DOCUMENT PASSAGE:

▬▬▬

The SRB stuff was kind of clunky for us, especially given our large number of files, our sometimes large files (>2GB), and our sometimes poorly named files (e.g., control characters in file names). Our content then moved into Chronopolis from SRB, and then at the end of the demonstration project, we asked SDSC to dispose of the copy they had. But now it is coming back......

Wednesday, July 18, 2012

ICPSR web maintenance

We're updating a few pieces of core technology on our web server this afternoon: httpd, mod_perl, Perl, and a few others. Normally we like to perform maintenance like this during off-hours, but we're doing it at 12:30pm EDT today so that we have "all hands on-deck" to troubleshoot and solve problems.

We've already performed this maintenance on our staging server, and that went smoothly. Our expectation is that this maintenance will last 15-30 minutes.

Monday, July 16, 2012

ICPSR 2012 technology recap - where did the money come from?

We're putting together some summary numbers for technology spending and investments at ICPSR for FY 2012. (The ICPSR fiscal year is the same as the University of Michigan's, and runs from July 1 to June 30. We've just recently closed FY 2012.)

The first set of numbers shows the allocation of effort in FY 2012 by funding source. The unit of measurement in this pie chart is HOURS (not DOLLARS) that were expended in FY 2012 by each funding source. (We originally wanted to calculate dollars, but that turns out to be an even bigger effort.) Here's an interactive chart:

This is an interactive Google Docs chart. If you click slices of the pie, it will identify the funding source.

The main source of technology effort funding comes from the Computer Recharge, an hourly "tax" that ICPSR levies against all projects. Although it is one single funding source (nearly 45% of hours worked in FY 2012 were billed against this source), I have split it into two sub-categories, one for what I am calling "IT" and one for "SW" (software).

The "SW" portion includes the effort of all staff who are professional software developers. The type of work performed by this team using this account includes enhancements and maintenance for ICPSR's core data curation and data management systems, and investments in new products and services such as software developed to support our IDARS system for applying for access to datasets.

▬▬▬

EXTRACTED DATA:

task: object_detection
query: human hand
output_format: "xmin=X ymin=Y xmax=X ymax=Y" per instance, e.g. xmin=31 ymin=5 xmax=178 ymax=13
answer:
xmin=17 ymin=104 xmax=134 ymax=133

▬▬▬

PROBLEM 1:
Summarize the ICPSR blog excerpt in three sentences.
PROBLEM 2:
According to the ICPSR blog excerpt, why was the web server maintenance scheduled for 12:30pm EDT instead of off-hours?
PROBLEM 3:
Write the next part of the ICPSR blog excerpt, continuing from its last sentence.
The lines are not needed for anything here.

RESULT 1:
ICPSR found SRB clunky for its many, sometimes very large, and sometimes poorly named files, so its content moved into Chronopolis, and SDSC was asked to dispose of its copy at the end of the demonstration project. On July 18, 2012, ICPSR planned to update httpd, mod_perl, Perl and other core web server technology at 12:30pm EDT, after the same work had gone smoothly on its staging server, and expected it to take 15-30 minutes. A recap of FY 2012 technology spending counted hours of effort by funding source, and the largest source was the Computer Recharge, an hourly "tax" on all projects that covered nearly 45% of hours and was split into "IT" and "SW" portions.

RESULT 2:
ICPSR chose midday so that it would have "all hands on-deck" to troubleshoot and solve any problems that came up during the maintenance.

RESULT 3:
The "IT" portion includes the effort of the remainder of the staff which tends to include systems administrators, architects, network managers, and desktop support specialists. I also allocate my own time to this bucket since the majority of my non-contract, non-grant effort over the past year has been in building and architecting technology systems.

Other big slices of the "IT pie" include the work of staff members who are explicitly funded by projects such as our CCEERC and RCMD web portals; our two Bill and Melinda Gates Foundation grants; the ICPSR Summer Program, and many more. In fact, there are over 20 separate funding sources used to support technology at ICPSR; the pie chart shows 18 because I grouped several small ones into a category called "Misc."

If this gives the impression that there are many, many projects and activities at ICPSR that involve technology, that's good! That is certainly the case.

However, if "focus wins" then we're in a little bit of trouble. My sense is that each of this 20-some funding sources has at least one unique project with its own business analysis and project management needs, and it is sometimes the case that different projects have antithetical technology needs. I see this play out in all phases of the OAIS lifecycle. ("I want you to build a system that makes it as easy as possible to fetch datasets from ICPSR" v. "I want you to build a system that requires significant effort and oversight to fetch datasets from ICPSR.")

Friday, July 13, 2012

Surviving the move to Google

The University of Michigan is moving its business productivity systems (mail, calendar, among others) to Google this year. Some university institutes and colleges have already made the move, and others will make the move later this year. ICPSR and its parent, the Institute for Social Research, will move in August, although about 70 staff at ISR will make the move early. These "Google Guides" will help others with the transition.

One concept that might be helpful for the move is to distinguish between an email address and email mailbox.

An email address is basically a pointer. It can point to another email address, or it can point to an email mailbox. People publish and share their email address with others, and this is the piece of information we use to target a piece of email.

An email mailbox is a place where email lands. You log in to an email system (Gmail, Exchange, AOL, and many more) with an ID and password, and once there, you can search for messages, read messages, sort, filter, send, and the rest.

The big change at the U-M this year with email is with everyone's email mailbox. It's changing from some legacy system at the U-M to Gmail.

Below is a typical example of how things work today at ICPSR. The @icpsr.umich.edu email address is just a pointer to the U-M enterprise directory entry. That entry - which ends with @umich.edu - is also just a pointer to another email address ending in @isr.umich.edu. And that email address is the thing that actually points to the email mailbox, which in our case is the ISR Exchange server. The first diagram below shows the relationship between email addresses and email mailboxes in the current system for my own email:

Contrast that with the image just above that shows the relationships after the move to Google. There are two main changes.

The first is that the email mailbox now lives in Google Gmail rather than Exchange, and my email software is a web browser rather than Outlook. This is a very big change. Some will find it a pleasant change, and others will hate the new system.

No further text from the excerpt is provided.